→ WORK ITEM
Below are some records; output all of them exactly as they read.

Stored data entries

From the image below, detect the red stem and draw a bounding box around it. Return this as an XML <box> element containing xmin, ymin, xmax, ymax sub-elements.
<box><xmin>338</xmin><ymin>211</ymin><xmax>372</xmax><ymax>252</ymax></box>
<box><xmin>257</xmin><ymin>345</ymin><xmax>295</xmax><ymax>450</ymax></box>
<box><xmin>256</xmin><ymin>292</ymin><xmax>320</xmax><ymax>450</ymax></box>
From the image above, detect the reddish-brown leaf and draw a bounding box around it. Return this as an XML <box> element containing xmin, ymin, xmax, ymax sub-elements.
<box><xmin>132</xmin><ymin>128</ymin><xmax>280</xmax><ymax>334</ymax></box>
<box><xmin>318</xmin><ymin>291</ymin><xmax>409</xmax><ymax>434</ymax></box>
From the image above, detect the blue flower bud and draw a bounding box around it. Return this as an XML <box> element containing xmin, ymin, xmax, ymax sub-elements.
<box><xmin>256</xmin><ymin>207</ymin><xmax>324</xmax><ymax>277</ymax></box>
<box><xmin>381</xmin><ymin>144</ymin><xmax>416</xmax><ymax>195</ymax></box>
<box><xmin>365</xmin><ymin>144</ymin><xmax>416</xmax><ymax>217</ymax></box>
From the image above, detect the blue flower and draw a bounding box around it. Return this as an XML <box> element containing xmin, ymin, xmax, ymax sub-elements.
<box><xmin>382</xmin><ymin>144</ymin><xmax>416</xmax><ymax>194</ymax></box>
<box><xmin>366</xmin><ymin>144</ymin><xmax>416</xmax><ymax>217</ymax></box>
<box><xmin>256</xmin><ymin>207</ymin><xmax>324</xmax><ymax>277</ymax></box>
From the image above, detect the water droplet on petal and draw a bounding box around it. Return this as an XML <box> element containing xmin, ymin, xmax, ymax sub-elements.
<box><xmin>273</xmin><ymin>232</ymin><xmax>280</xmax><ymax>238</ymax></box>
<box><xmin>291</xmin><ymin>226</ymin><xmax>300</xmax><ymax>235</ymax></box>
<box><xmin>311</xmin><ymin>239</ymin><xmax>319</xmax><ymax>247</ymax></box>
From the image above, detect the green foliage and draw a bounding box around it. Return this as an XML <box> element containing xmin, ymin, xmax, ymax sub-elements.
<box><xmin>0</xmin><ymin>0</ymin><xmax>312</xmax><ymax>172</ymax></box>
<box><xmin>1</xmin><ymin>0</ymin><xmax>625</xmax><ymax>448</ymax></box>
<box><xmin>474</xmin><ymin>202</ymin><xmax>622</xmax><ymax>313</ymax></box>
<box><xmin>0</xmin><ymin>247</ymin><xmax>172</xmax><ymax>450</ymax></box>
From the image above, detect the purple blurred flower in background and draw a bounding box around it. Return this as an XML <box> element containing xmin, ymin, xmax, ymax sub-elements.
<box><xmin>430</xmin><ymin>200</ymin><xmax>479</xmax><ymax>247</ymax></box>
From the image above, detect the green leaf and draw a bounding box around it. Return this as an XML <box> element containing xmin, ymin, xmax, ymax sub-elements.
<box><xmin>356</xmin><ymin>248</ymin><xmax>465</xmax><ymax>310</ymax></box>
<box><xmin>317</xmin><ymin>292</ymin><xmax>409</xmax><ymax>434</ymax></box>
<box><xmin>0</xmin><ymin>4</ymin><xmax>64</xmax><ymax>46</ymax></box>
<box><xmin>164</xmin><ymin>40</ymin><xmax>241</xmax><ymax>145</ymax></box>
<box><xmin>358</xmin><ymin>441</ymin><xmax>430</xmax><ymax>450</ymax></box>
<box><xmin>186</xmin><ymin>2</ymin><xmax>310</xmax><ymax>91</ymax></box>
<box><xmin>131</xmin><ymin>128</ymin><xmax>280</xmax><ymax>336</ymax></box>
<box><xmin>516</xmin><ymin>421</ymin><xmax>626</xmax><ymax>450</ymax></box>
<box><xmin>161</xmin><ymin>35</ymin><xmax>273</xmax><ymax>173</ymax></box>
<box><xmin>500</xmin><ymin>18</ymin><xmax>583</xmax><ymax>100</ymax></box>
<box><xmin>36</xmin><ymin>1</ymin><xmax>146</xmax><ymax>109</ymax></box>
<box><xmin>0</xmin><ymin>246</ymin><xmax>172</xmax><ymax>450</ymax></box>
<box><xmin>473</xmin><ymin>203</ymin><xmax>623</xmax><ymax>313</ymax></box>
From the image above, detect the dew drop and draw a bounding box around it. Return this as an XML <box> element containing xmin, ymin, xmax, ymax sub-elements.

→ SOLUTION
From the image below, detect the red stem and draw a bounding box around it. Return this as an XML <box> element containing xmin, ymin, xmax, ymax sub-elements.
<box><xmin>338</xmin><ymin>211</ymin><xmax>372</xmax><ymax>252</ymax></box>
<box><xmin>257</xmin><ymin>345</ymin><xmax>295</xmax><ymax>450</ymax></box>
<box><xmin>256</xmin><ymin>292</ymin><xmax>320</xmax><ymax>450</ymax></box>
From the image above, detect the reddish-brown leaf and draw a bounding box around it. Return this as an XML <box> element containing xmin, ymin, xmax, ymax sub-elements.
<box><xmin>132</xmin><ymin>128</ymin><xmax>280</xmax><ymax>334</ymax></box>
<box><xmin>318</xmin><ymin>291</ymin><xmax>409</xmax><ymax>434</ymax></box>
From the image above, detect the blue flower bud and draw a bounding box around it. Return this as an XML <box> element containing xmin, ymin, xmax, ymax sub-elements.
<box><xmin>256</xmin><ymin>207</ymin><xmax>324</xmax><ymax>277</ymax></box>
<box><xmin>381</xmin><ymin>144</ymin><xmax>416</xmax><ymax>195</ymax></box>
<box><xmin>365</xmin><ymin>144</ymin><xmax>416</xmax><ymax>217</ymax></box>
From the image above, detect the blue flower and draw a bounding box around it. Return this as an XML <box> element containing xmin, ymin, xmax, ymax sub-elements.
<box><xmin>382</xmin><ymin>144</ymin><xmax>416</xmax><ymax>194</ymax></box>
<box><xmin>366</xmin><ymin>144</ymin><xmax>416</xmax><ymax>217</ymax></box>
<box><xmin>256</xmin><ymin>207</ymin><xmax>324</xmax><ymax>277</ymax></box>
From the image above, detect the water droplet on petal and draw a bounding box around it. Return this as an XML <box> element containing xmin, ymin, xmax, ymax sub-elements.
<box><xmin>273</xmin><ymin>232</ymin><xmax>280</xmax><ymax>238</ymax></box>
<box><xmin>291</xmin><ymin>226</ymin><xmax>300</xmax><ymax>235</ymax></box>
<box><xmin>311</xmin><ymin>239</ymin><xmax>319</xmax><ymax>247</ymax></box>
From the image above, detect the green foliage and draw a bounding box around it. Return this as an XML <box> element containing xmin, ymin, xmax, ymax sub-elements.
<box><xmin>0</xmin><ymin>0</ymin><xmax>312</xmax><ymax>172</ymax></box>
<box><xmin>1</xmin><ymin>0</ymin><xmax>625</xmax><ymax>448</ymax></box>
<box><xmin>474</xmin><ymin>202</ymin><xmax>622</xmax><ymax>313</ymax></box>
<box><xmin>0</xmin><ymin>247</ymin><xmax>172</xmax><ymax>450</ymax></box>
From the image above, detect the purple blurred flower in background and draw a bounding box around it. Return this as an XML <box> element containing xmin, ymin, xmax, ymax sub-elements.
<box><xmin>430</xmin><ymin>200</ymin><xmax>479</xmax><ymax>247</ymax></box>
From the image above, detect the green leaf and draw a bounding box around it. Return this as an XML <box> element containing xmin, ymin, xmax, ymax sub-elements.
<box><xmin>356</xmin><ymin>248</ymin><xmax>465</xmax><ymax>310</ymax></box>
<box><xmin>317</xmin><ymin>292</ymin><xmax>409</xmax><ymax>434</ymax></box>
<box><xmin>0</xmin><ymin>4</ymin><xmax>64</xmax><ymax>46</ymax></box>
<box><xmin>164</xmin><ymin>40</ymin><xmax>241</xmax><ymax>145</ymax></box>
<box><xmin>358</xmin><ymin>441</ymin><xmax>430</xmax><ymax>450</ymax></box>
<box><xmin>186</xmin><ymin>2</ymin><xmax>310</xmax><ymax>91</ymax></box>
<box><xmin>131</xmin><ymin>128</ymin><xmax>280</xmax><ymax>336</ymax></box>
<box><xmin>516</xmin><ymin>421</ymin><xmax>626</xmax><ymax>450</ymax></box>
<box><xmin>161</xmin><ymin>35</ymin><xmax>273</xmax><ymax>173</ymax></box>
<box><xmin>500</xmin><ymin>18</ymin><xmax>583</xmax><ymax>100</ymax></box>
<box><xmin>36</xmin><ymin>1</ymin><xmax>146</xmax><ymax>109</ymax></box>
<box><xmin>0</xmin><ymin>246</ymin><xmax>172</xmax><ymax>450</ymax></box>
<box><xmin>473</xmin><ymin>203</ymin><xmax>623</xmax><ymax>313</ymax></box>
From the image above, detect the dew drop and draw a bounding box around it. Return this as an XML <box> element containing xmin, ymin, xmax, ymax sub-elements.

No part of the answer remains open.